===== Data entries =====
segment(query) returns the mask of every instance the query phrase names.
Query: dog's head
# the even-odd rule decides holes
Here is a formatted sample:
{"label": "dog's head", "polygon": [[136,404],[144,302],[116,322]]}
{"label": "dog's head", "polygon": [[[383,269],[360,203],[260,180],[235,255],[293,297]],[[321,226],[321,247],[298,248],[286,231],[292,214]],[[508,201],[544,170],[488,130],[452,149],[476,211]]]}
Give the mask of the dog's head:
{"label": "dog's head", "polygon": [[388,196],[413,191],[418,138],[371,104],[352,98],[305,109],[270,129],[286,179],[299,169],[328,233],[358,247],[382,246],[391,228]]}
=====
===== Data entries =====
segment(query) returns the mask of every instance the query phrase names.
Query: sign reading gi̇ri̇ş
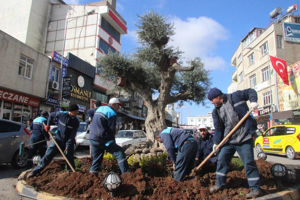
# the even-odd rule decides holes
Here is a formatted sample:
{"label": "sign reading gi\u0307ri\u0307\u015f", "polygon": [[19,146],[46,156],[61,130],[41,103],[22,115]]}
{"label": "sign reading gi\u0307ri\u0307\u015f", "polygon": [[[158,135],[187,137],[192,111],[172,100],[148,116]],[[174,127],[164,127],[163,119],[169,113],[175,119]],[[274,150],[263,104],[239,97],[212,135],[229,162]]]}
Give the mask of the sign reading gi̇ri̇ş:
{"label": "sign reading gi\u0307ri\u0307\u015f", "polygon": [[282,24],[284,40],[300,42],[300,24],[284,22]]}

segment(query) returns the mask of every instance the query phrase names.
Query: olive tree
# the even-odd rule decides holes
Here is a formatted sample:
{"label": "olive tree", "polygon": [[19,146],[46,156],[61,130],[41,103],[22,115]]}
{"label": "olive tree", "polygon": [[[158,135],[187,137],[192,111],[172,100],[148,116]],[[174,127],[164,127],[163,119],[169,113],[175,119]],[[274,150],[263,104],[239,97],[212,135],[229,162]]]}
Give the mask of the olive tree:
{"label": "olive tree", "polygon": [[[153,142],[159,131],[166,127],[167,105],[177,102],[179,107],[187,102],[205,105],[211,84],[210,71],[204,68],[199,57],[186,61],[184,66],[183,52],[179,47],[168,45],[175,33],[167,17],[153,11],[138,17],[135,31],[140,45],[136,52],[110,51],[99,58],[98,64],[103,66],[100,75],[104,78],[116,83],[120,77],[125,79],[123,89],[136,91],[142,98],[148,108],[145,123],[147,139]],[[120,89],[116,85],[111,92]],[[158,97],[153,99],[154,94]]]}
=====
===== Data entries =====
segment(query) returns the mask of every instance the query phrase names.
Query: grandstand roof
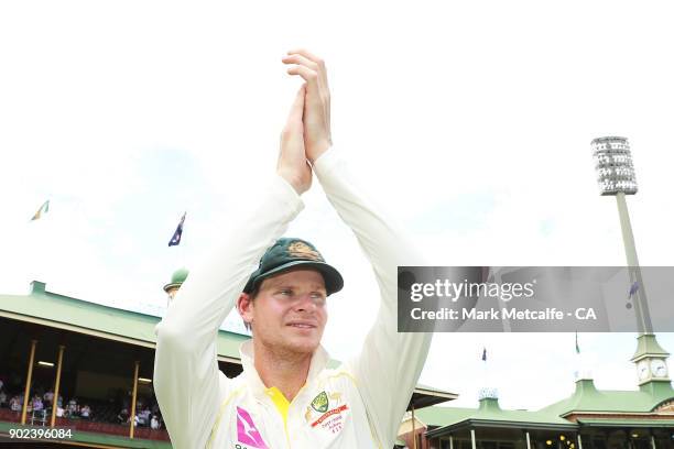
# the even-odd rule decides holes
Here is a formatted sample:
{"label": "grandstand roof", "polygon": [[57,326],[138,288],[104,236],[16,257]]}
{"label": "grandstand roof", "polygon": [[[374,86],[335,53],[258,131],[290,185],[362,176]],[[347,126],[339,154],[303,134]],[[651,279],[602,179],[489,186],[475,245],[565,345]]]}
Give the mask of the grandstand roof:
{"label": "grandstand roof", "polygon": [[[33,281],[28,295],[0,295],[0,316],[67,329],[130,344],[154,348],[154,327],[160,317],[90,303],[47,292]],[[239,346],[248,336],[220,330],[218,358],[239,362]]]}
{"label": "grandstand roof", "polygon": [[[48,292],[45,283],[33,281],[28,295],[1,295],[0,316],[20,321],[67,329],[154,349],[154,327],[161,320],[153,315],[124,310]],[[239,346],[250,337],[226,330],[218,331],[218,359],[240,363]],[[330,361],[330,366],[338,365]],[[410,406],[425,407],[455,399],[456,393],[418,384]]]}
=====
Tally the lines of the records that contain the string "sign", treating uppercase and lowercase as different. Give only the number.

Output for this exercise. 5